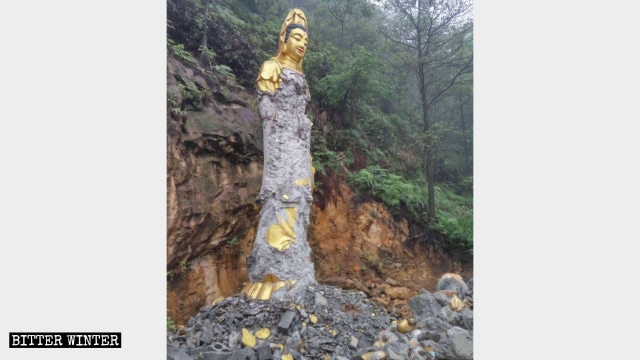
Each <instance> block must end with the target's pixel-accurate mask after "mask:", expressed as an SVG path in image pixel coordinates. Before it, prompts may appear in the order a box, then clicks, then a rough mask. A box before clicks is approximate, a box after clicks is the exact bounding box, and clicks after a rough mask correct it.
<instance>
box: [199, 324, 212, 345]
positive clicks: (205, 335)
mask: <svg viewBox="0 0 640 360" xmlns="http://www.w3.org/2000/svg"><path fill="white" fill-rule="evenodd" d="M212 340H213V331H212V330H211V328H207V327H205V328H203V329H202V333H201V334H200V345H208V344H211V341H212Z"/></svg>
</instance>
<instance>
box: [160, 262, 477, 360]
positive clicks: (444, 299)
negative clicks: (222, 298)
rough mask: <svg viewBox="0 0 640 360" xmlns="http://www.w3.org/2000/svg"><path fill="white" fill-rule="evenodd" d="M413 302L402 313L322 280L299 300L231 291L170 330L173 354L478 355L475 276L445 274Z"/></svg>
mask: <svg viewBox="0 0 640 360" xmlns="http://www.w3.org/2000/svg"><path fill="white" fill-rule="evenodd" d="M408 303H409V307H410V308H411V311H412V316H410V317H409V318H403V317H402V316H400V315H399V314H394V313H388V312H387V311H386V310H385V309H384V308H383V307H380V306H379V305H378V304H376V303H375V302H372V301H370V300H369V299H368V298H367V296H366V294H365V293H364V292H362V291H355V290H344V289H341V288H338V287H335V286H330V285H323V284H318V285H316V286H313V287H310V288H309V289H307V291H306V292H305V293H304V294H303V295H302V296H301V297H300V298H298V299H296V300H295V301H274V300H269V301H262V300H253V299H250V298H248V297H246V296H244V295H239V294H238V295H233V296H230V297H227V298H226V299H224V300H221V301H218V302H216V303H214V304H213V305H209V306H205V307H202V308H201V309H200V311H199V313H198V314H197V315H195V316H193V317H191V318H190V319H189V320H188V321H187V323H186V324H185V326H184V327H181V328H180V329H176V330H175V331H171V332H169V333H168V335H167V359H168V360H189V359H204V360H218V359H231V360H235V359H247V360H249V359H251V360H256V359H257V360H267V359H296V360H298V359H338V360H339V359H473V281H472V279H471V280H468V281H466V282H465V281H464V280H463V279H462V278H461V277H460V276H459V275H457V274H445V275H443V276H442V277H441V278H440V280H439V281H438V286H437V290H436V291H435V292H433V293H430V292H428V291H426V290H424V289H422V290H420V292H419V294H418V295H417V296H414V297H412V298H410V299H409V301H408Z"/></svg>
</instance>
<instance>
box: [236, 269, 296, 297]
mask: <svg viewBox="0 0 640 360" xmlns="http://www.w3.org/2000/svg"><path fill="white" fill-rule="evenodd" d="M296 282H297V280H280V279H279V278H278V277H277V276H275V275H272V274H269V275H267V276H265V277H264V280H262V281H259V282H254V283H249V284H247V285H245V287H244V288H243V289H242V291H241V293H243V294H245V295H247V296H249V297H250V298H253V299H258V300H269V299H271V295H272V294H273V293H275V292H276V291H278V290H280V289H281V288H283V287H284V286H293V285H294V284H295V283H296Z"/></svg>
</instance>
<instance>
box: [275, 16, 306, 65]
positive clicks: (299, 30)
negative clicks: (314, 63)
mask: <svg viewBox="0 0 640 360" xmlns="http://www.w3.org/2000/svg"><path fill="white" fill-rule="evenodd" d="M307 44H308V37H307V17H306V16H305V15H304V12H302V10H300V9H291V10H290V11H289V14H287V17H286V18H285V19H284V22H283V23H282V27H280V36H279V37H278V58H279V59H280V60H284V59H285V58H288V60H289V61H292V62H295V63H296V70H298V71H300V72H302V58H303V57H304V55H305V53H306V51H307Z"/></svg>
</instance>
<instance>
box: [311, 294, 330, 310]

**YOUR OBJECTIVE:** Reproduce without alteration the portion of the records that begins at their start and ends with the line containing "positive clicks: (205, 335)", both ends inclusive. Leave any pictures out of your reply.

**COMPLETED EXERCISE:**
Each <instance> block must end with the target's pixel-accurate mask after "mask:", expressed as an SVG path in image pixel coordinates. Before it, prompts may appear in the order a box, then clicks, then a rough mask. A box before clicks is approximate, a box after clicks is the exact bounding box, and clicks after a rough mask correct it.
<instance>
box: [199, 324, 212, 345]
positive clicks: (205, 335)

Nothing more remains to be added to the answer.